- _Directions for this task_
Would you restate each entry word for word, omitting the pictures?

(Natural language region descriptions)
------------------------------------------------------------
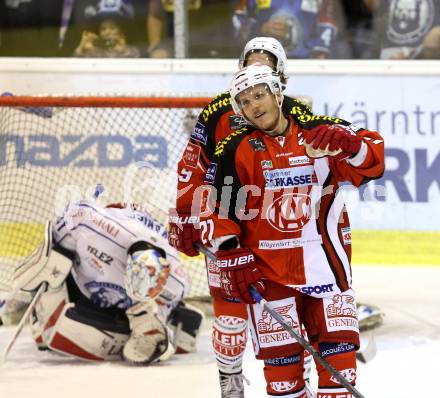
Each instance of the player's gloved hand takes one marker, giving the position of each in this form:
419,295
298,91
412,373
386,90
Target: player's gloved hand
183,231
331,140
237,272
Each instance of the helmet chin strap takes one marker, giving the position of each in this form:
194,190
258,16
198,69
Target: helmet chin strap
273,132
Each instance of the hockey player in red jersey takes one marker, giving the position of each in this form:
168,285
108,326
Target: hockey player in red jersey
216,121
279,222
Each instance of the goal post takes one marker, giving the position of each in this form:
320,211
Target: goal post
55,150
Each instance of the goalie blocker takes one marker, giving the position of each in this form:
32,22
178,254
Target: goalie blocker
66,321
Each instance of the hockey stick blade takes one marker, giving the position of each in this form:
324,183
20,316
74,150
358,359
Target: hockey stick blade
22,322
368,352
301,340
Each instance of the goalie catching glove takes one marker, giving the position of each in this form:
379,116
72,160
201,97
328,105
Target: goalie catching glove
149,339
331,140
184,232
44,264
238,272
146,274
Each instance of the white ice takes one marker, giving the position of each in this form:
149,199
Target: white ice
406,364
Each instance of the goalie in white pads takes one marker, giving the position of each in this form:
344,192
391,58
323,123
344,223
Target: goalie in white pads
115,287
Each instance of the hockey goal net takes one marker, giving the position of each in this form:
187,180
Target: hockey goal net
55,150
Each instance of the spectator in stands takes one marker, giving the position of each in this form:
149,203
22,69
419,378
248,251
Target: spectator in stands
109,39
360,37
408,29
160,26
30,28
307,29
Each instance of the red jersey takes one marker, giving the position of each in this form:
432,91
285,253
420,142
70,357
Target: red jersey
288,208
215,122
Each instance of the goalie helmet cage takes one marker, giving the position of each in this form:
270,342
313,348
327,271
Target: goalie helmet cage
55,150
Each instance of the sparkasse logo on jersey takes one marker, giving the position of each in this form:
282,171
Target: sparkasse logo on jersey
289,177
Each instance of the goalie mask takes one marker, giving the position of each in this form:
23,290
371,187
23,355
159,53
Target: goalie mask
252,76
146,274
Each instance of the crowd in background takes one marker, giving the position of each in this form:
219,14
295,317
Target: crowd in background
334,29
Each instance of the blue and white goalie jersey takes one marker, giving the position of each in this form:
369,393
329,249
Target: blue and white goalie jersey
100,238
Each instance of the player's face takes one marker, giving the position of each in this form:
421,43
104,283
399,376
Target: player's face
262,58
259,106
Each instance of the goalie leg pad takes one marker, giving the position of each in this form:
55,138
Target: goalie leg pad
185,322
88,334
149,339
46,313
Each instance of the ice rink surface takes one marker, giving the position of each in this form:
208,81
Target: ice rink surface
406,364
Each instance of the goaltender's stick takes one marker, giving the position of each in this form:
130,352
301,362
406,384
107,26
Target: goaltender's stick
301,340
23,320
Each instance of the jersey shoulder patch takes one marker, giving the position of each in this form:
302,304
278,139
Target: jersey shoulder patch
231,141
216,108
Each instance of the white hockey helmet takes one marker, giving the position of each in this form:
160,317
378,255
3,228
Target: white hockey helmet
270,45
251,76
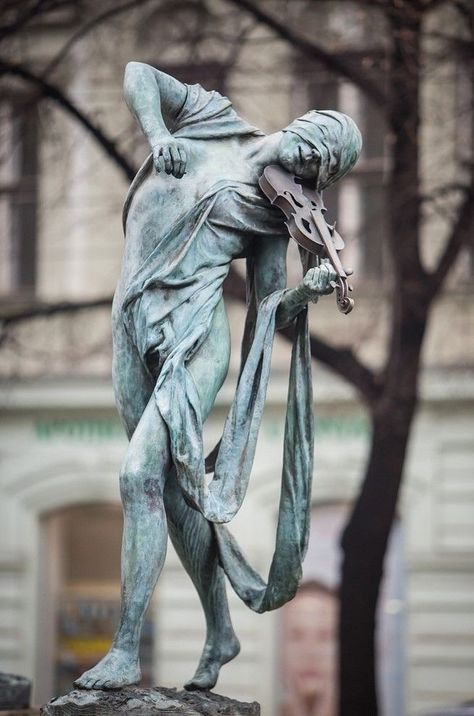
------------------------------------------------------------
- _Result for this exercise_
Each instance of the player's gloved hand takes one marker, giving the position of each in this form:
419,295
298,91
412,373
386,90
Target: player's gloved hand
183,231
331,140
237,272
Each instance of the helmet chin strap takes one marker, giving the position of each in this form:
194,190
258,16
198,69
Target: helmet chin strap
273,132
Each instance of the hockey player in red jersey takes one marker, giving the position of each in this form:
168,285
108,326
Target: hockey player in red jersey
216,121
279,222
Each instance of the goal post takes one marker, giving the position of each in this form:
320,211
Target: goal post
55,150
Each instance of the goalie blocker takes one marker, giving the position of each in this form:
32,22
178,254
Target: goalie blocker
66,321
Each instance of the hockey stick blade takes one marker, giving the position of each in this form:
324,183
20,316
74,150
358,359
Target: hockey stick blade
22,322
368,352
301,340
Each instance of the goalie catching glove takes one marker, giving the position of each in this form:
379,116
72,160
201,97
328,105
Target: goalie catching glove
149,339
331,140
184,232
44,264
238,272
146,274
Each instance of the white ice takes one marker, giving the position of each in this form:
149,199
Target: white ice
406,364
Each instance of the goalie in white pads takes one marker, giving the position of each in this form:
344,192
391,58
323,123
344,223
Target: goalie in white pads
115,287
Each instance of the hockey goal net takes one marker, giving the position of each in this form:
187,180
Target: hockey goal net
55,150
Each instance of the spectator in stands takes one marker, giving the position of each in this form:
149,203
22,69
419,378
248,251
Target: spectator in stands
109,39
360,37
408,29
160,26
30,28
307,29
Each instance of the red jersey takes one marker, giving the position of each in this form:
432,91
285,253
420,142
70,357
Target: red jersey
288,208
215,122
Each instance of the goalie helmet cage takes one marker, giving the position of each in this form:
270,342
313,348
327,271
Target: goalie helmet cage
55,150
Each instance of the sparkasse logo on jersey takes one marker, giving the position of each in this form:
282,171
Target: sparkasse logo on jersey
289,177
Each instance of the goalie mask takes one marker, giving the position of each in this form:
23,290
371,187
23,355
159,53
Target: goalie mask
252,76
146,274
Each instance of the crowd in background takes one marker, giving the position of each in this form:
219,14
295,317
Target: crowd in background
334,29
Each instance of the blue and white goalie jersey takes one marker, giving the position of each in this form:
369,393
329,249
Target: blue and white goalie jersey
100,238
Each instance of the player's face takes one marker, giving the position of each in this form:
421,43
104,283
399,376
Target: player's face
262,58
259,106
Each instance of the goalie leg pad takes one marker, giving the position of each in this form:
55,138
Target: goalie leg pad
185,322
88,334
149,339
46,313
Each instance of the ice rink surface takes one marker, giving the position of each in this form:
208,81
Target: ice rink surface
406,364
Each instance of the goaltender's stick takes one marker, giving the position of each in this form:
130,352
301,362
406,384
107,26
Target: goaltender's stick
301,340
23,320
Each instance of the jersey shoulder patch takes one marker, giving the position of each in this form:
302,304
278,139
Target: jersey shoulder patch
231,141
216,108
Each instance of the white hockey helmet takes one marker, giving the position of each in this form:
160,317
378,255
3,228
Target: white hockey helmet
270,45
251,76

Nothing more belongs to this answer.